▶ **TASK STATEMENT**: List every line in the material below that contains the word "green".

▶ **DATA FOR PROCESSING**:
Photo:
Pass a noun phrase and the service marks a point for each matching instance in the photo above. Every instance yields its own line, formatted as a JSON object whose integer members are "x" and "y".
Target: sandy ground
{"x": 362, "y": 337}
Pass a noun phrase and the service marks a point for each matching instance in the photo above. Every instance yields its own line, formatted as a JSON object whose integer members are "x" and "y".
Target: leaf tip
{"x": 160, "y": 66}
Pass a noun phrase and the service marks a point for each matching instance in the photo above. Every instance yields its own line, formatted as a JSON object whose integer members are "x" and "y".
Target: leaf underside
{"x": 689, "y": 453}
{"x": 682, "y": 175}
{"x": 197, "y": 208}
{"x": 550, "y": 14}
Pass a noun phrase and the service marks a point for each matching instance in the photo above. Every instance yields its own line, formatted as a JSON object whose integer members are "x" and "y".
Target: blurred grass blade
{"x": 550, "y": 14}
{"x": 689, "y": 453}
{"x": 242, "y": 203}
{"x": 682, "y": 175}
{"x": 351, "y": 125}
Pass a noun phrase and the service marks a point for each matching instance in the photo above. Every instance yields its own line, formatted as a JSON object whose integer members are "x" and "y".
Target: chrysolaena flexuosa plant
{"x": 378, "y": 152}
---
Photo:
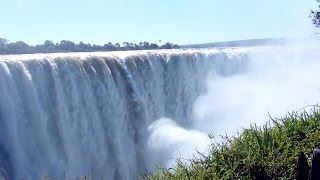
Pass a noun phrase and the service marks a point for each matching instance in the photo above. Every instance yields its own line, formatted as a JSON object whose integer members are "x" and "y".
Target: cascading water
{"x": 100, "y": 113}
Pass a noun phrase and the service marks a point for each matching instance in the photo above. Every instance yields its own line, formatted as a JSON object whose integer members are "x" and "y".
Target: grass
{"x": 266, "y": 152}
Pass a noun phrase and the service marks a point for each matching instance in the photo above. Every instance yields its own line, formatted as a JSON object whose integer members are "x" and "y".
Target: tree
* * *
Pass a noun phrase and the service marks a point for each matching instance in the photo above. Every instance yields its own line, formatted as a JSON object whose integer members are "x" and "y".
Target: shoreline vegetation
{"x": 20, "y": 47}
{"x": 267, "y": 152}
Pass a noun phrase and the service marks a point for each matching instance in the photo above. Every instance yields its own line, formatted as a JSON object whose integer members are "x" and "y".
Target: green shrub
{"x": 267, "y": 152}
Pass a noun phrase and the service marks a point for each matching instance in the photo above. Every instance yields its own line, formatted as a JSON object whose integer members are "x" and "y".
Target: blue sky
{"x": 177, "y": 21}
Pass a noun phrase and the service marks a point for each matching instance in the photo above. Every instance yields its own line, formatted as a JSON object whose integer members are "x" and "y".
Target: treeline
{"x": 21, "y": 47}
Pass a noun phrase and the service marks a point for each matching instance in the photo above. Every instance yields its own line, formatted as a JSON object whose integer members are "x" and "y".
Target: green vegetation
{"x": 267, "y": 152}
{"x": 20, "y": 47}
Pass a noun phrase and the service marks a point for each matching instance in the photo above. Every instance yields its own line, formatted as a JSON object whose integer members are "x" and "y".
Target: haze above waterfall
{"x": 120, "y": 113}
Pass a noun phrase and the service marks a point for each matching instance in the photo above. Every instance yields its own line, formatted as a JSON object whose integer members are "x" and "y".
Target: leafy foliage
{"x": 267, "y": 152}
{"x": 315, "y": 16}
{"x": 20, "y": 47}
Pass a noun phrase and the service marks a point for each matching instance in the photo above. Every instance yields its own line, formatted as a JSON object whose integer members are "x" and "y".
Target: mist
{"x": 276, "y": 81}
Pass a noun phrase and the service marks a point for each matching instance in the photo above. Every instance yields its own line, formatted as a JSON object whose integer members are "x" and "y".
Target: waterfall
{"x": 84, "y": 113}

▶ **CORRECT ANSWER**:
Target: green shrub
Target: green vegetation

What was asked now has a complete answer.